What the task needs is every record repeated exactly, nothing more.

Start of The records

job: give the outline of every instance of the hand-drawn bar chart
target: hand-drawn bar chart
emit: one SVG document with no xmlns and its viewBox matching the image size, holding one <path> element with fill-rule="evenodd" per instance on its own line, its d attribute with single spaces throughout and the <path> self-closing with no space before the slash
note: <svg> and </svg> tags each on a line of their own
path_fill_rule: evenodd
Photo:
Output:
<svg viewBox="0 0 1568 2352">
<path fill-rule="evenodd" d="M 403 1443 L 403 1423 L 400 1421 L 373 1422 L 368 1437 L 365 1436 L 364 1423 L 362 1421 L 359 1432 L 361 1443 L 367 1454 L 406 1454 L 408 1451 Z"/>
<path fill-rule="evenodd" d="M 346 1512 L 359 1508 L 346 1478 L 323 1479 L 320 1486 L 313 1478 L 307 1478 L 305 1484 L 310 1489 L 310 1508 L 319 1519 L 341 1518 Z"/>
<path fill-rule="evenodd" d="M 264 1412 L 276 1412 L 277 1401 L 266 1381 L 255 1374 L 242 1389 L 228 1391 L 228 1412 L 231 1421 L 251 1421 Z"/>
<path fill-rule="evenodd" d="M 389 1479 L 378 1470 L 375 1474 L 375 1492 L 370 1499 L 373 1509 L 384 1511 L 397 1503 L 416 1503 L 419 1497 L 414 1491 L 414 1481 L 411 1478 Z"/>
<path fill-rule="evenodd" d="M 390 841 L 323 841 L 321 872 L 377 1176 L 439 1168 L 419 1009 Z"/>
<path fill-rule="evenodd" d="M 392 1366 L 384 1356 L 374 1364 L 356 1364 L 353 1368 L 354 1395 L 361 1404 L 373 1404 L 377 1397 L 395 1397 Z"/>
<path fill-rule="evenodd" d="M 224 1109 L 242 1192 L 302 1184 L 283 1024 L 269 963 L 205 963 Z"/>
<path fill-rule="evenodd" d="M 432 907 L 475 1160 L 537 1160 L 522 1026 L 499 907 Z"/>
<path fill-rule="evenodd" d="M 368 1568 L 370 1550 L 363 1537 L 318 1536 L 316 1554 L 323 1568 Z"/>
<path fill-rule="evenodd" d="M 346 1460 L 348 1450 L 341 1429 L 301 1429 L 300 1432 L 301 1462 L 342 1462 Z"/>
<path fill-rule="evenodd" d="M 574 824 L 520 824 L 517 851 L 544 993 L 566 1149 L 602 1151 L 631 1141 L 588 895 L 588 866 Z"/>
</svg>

End of The records

- **Answer section**:
job: give the outline of every instance of the hand-drawn bar chart
target: hand-drawn bar chart
emit: one SVG document with no xmlns and its viewBox matching the image size, holding one <path> element with fill-rule="evenodd" per instance on its own line, its d attribute with single spaces throughout and the <path> self-closing with no space before the slash
note: <svg> and </svg> tags each on a line of their own
path_fill_rule: evenodd
Photo:
Output:
<svg viewBox="0 0 1568 2352">
<path fill-rule="evenodd" d="M 403 1443 L 403 1423 L 400 1421 L 373 1422 L 368 1437 L 365 1436 L 364 1423 L 362 1421 L 359 1432 L 361 1443 L 367 1454 L 406 1454 L 408 1451 Z"/>
<path fill-rule="evenodd" d="M 346 1512 L 359 1508 L 346 1478 L 323 1479 L 320 1486 L 313 1478 L 307 1478 L 305 1484 L 310 1489 L 310 1508 L 319 1519 L 341 1518 Z"/>
<path fill-rule="evenodd" d="M 264 1412 L 276 1412 L 277 1401 L 266 1381 L 255 1374 L 242 1389 L 228 1391 L 228 1412 L 231 1421 L 251 1421 Z"/>
<path fill-rule="evenodd" d="M 389 1479 L 378 1470 L 375 1474 L 375 1492 L 370 1499 L 373 1509 L 384 1511 L 397 1503 L 416 1503 L 419 1497 L 414 1491 L 414 1481 L 411 1478 Z"/>
<path fill-rule="evenodd" d="M 390 841 L 323 841 L 321 872 L 377 1176 L 439 1168 L 419 1009 Z"/>
<path fill-rule="evenodd" d="M 392 1366 L 384 1356 L 374 1364 L 356 1364 L 353 1368 L 354 1395 L 361 1404 L 373 1404 L 377 1397 L 395 1397 Z"/>
<path fill-rule="evenodd" d="M 224 1109 L 242 1192 L 302 1184 L 283 1024 L 269 963 L 205 963 Z"/>
<path fill-rule="evenodd" d="M 432 907 L 475 1160 L 537 1160 L 522 1026 L 499 907 Z"/>
<path fill-rule="evenodd" d="M 368 1568 L 370 1550 L 363 1537 L 318 1536 L 316 1554 L 323 1568 Z"/>
<path fill-rule="evenodd" d="M 346 1460 L 348 1450 L 341 1429 L 301 1429 L 300 1432 L 301 1462 L 342 1462 Z"/>
<path fill-rule="evenodd" d="M 574 824 L 520 824 L 517 851 L 544 993 L 566 1149 L 602 1151 L 631 1141 L 588 895 L 588 866 Z"/>
</svg>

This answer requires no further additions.